Saved data entries

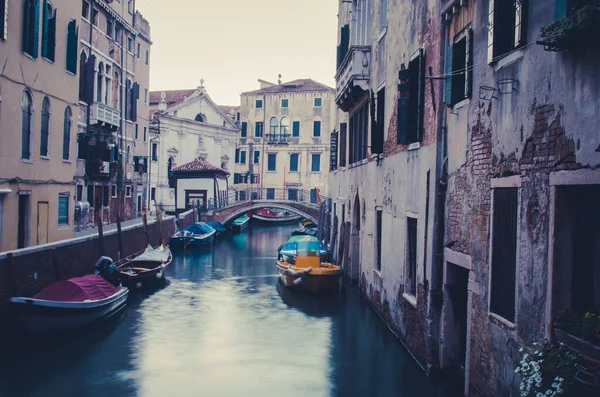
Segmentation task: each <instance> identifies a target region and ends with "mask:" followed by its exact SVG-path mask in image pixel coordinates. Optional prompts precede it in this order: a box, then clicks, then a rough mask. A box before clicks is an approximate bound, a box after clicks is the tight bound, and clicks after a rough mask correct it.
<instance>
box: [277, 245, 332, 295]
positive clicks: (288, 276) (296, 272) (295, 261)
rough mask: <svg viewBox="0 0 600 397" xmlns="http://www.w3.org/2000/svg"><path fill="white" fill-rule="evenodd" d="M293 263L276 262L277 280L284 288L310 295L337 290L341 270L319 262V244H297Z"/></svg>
mask: <svg viewBox="0 0 600 397" xmlns="http://www.w3.org/2000/svg"><path fill="white" fill-rule="evenodd" d="M294 244H296V245H297V250H296V257H295V258H294V263H289V262H287V261H285V260H278V261H277V262H276V267H277V273H278V274H279V279H280V280H281V282H282V283H283V285H284V286H285V287H290V288H298V289H303V290H306V291H309V292H312V293H317V292H327V291H334V290H337V289H338V288H339V280H340V276H341V274H342V269H341V268H340V267H339V266H336V265H333V264H331V263H327V262H323V261H321V257H320V254H319V253H320V242H318V241H310V242H308V241H307V242H297V243H294Z"/></svg>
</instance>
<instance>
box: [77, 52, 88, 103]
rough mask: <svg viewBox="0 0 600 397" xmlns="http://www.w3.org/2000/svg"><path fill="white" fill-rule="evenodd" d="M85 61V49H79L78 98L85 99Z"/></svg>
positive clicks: (85, 58)
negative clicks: (78, 89)
mask: <svg viewBox="0 0 600 397" xmlns="http://www.w3.org/2000/svg"><path fill="white" fill-rule="evenodd" d="M86 63H87V55H86V54H85V51H81V54H80V55H79V100H80V101H85V75H86V67H85V64H86Z"/></svg>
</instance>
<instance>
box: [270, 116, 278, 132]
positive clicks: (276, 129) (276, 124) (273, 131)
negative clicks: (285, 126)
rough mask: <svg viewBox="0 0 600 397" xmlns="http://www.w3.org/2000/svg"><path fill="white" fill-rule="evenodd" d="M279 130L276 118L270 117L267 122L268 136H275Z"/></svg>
mask: <svg viewBox="0 0 600 397" xmlns="http://www.w3.org/2000/svg"><path fill="white" fill-rule="evenodd" d="M278 129H279V121H278V120H277V117H275V116H273V117H271V120H269V134H270V135H276V134H277V132H278V131H277V130H278Z"/></svg>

_Work instruction_: Quote all of the material above word for word, leaving out the pictures.

_Task response_:
Segmentation task: each <instance> identifies a target region and ends with "mask:" followed by its exact SVG-path mask in image pixel coordinates. Optional prompts precede it in this order: a box, then clicks, then a rough mask. A box before clicks is an approximate bound, a box after clicks is the tight bound, and clicks after a rough mask correct it.
<instance>
box: [277, 245, 332, 295]
positive clicks: (288, 276) (296, 272) (295, 261)
rough mask: <svg viewBox="0 0 600 397" xmlns="http://www.w3.org/2000/svg"><path fill="white" fill-rule="evenodd" d="M293 263L276 262L277 280L284 288L310 295L337 290L341 270L319 262V244H297Z"/></svg>
mask: <svg viewBox="0 0 600 397" xmlns="http://www.w3.org/2000/svg"><path fill="white" fill-rule="evenodd" d="M294 244H296V245H297V250H296V257H295V258H294V263H289V262H287V261H285V260H278V261H277V262H276V267H277V273H278V274H279V279H280V280H281V282H282V283H283V285H284V286H285V287H290V288H298V289H303V290H306V291H309V292H312V293H317V292H327V291H334V290H337V289H338V288H339V280H340V276H341V274H342V269H341V268H340V267H339V266H336V265H333V264H331V263H327V262H323V261H321V257H320V254H319V253H320V242H318V241H310V242H308V241H307V242H297V243H294Z"/></svg>
</instance>
<instance>
box: [77, 52, 88, 103]
rough mask: <svg viewBox="0 0 600 397" xmlns="http://www.w3.org/2000/svg"><path fill="white" fill-rule="evenodd" d="M85 61V49H79L78 98L85 99Z"/></svg>
positive clicks: (85, 58)
negative clicks: (78, 89)
mask: <svg viewBox="0 0 600 397" xmlns="http://www.w3.org/2000/svg"><path fill="white" fill-rule="evenodd" d="M86 63H87V55H86V54H85V51H81V54H80V55H79V100H80V101H85V75H86V67H85V64H86Z"/></svg>
</instance>
<instance>
box: [270, 116, 278, 132]
positive clicks: (276, 129) (276, 124) (273, 131)
negative clicks: (285, 126)
rough mask: <svg viewBox="0 0 600 397" xmlns="http://www.w3.org/2000/svg"><path fill="white" fill-rule="evenodd" d="M279 130L276 118L270 117L267 122L268 136H275Z"/></svg>
mask: <svg viewBox="0 0 600 397" xmlns="http://www.w3.org/2000/svg"><path fill="white" fill-rule="evenodd" d="M278 129H279V121H278V120H277V117H275V116H273V117H271V120H269V134H270V135H276V134H277V132H278V131H277V130H278Z"/></svg>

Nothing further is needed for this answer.